**Dataset entries**
----

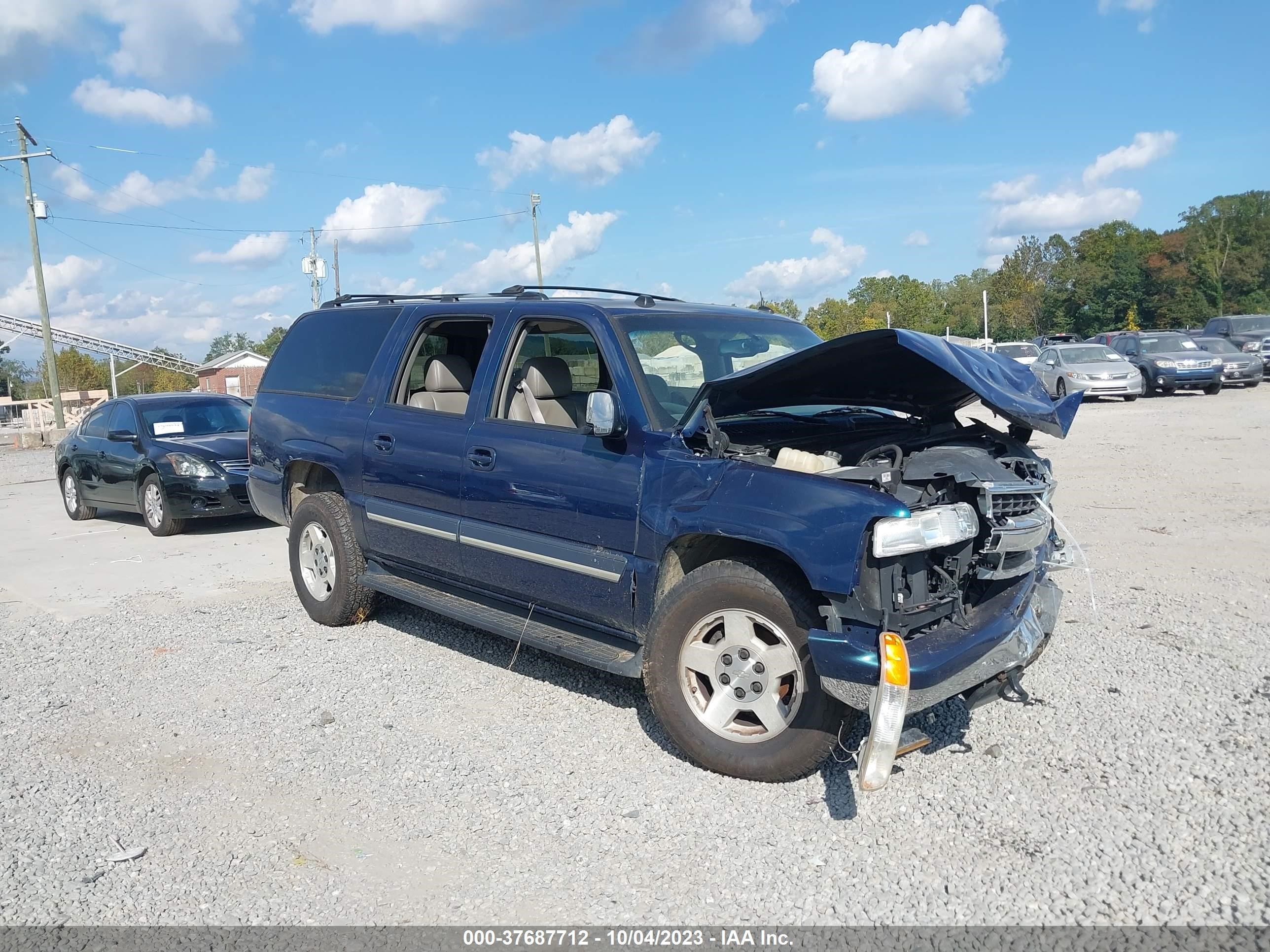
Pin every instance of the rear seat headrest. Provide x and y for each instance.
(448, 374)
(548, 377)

----

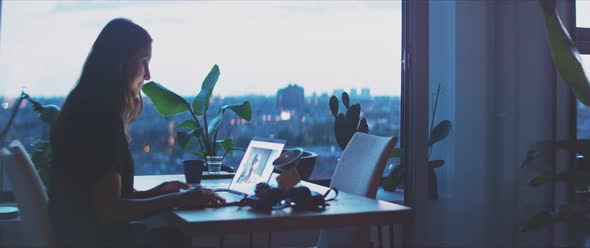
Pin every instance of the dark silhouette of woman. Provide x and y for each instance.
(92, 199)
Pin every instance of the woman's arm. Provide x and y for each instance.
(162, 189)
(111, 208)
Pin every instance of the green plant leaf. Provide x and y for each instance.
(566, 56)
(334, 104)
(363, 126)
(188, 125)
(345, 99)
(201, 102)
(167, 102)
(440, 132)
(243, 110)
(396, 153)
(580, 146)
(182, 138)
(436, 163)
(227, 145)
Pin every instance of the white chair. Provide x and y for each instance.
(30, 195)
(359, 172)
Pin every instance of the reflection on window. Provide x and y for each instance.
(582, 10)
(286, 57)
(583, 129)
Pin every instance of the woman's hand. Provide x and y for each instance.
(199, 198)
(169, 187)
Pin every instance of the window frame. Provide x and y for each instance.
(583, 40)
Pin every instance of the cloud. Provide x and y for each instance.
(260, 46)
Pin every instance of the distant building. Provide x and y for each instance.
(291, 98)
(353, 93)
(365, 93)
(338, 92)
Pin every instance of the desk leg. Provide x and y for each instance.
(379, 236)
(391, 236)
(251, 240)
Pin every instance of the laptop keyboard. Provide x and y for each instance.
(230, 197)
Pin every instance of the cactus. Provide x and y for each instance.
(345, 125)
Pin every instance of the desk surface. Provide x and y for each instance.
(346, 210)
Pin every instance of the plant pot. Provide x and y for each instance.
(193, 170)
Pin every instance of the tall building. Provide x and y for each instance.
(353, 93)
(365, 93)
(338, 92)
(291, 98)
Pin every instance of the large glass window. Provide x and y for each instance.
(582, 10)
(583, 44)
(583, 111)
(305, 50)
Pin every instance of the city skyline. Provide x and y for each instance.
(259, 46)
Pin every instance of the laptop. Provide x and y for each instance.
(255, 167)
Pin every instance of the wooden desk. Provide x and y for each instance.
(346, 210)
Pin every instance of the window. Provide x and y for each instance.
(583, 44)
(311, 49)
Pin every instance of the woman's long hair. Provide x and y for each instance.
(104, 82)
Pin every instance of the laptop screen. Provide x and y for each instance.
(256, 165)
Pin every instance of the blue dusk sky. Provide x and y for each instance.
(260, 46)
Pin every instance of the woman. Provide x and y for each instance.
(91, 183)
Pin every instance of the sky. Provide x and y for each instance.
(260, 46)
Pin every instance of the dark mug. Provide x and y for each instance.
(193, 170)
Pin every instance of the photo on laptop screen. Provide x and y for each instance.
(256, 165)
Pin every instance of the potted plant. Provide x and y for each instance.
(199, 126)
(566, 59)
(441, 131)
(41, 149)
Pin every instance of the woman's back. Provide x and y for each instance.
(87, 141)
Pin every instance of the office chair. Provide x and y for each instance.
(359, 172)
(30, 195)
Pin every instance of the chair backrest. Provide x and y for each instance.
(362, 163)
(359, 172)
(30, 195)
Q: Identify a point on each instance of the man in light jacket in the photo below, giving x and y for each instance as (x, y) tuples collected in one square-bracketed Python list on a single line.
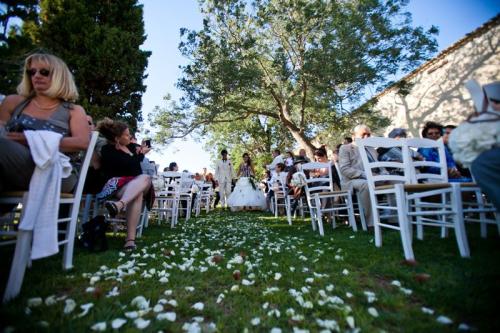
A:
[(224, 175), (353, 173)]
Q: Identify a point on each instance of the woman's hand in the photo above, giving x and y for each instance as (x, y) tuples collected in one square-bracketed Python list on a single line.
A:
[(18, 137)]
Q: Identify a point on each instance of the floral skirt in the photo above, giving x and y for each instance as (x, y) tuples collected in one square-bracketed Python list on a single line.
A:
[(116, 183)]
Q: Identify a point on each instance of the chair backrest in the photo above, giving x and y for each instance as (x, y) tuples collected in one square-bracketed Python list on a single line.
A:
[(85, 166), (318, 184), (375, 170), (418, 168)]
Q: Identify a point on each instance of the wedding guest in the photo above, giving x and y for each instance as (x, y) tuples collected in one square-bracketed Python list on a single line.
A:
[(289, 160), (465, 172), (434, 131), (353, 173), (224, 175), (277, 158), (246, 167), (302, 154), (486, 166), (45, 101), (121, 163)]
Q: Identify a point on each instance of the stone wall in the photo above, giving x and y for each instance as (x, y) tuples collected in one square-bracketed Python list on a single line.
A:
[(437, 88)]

----

**Exercise**
Could you copy every line from the records that mentions the word "point"?

**Reply**
Q: Identify a point on each instance of the man in light jacket in the photo below, giving x and y for each instance as (x, y) tuples collected in one square-bracketed Python list on a single line.
Q: Identify a point on each instance of the woman's hand in the photo above, giving x and y for each instance as (x, y) tuples collected in one square-bracketed Python list on a single line.
Q: Identify a point on each instance of the floral skirt in the photo above, giving x and y for each instance as (x, y) tuples collected in one square-bracketed Python list on a single line.
Q: Identify a point on each instance of the chair backrest in the photo above, giving x and y for each instance as (x, y) tuples collected in one square-bracketed Python list on a single line.
Q: Identify a point on each instance of the wedding guest in the photo above, giving x and y for each instance as (x, y) tuples collected in one square-bracketed Python list on a single line.
Q: Identify a point on each instance of the stone wall in the photo above, giving x and y for each instance as (x, y) tuples collected in one square-bracketed Python list on a single line.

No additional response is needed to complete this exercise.